- Working data:

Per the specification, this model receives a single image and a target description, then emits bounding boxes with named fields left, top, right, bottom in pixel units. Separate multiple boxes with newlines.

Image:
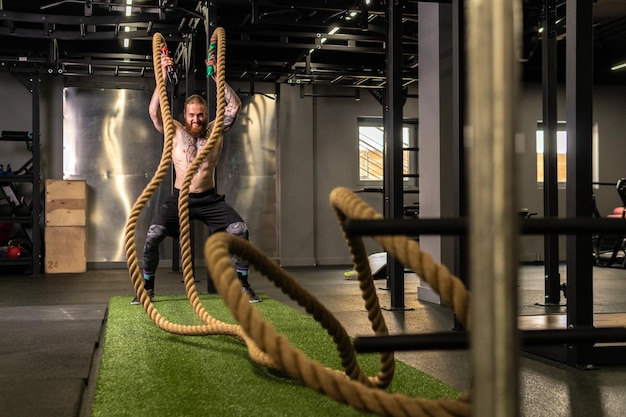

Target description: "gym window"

left=536, top=122, right=567, bottom=184
left=358, top=118, right=417, bottom=182
left=536, top=121, right=599, bottom=185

- Written exercise:
Count the lines in the entries above that contain the string "description", matching case exactly, and reply with the number alone.

- Exercise result:
2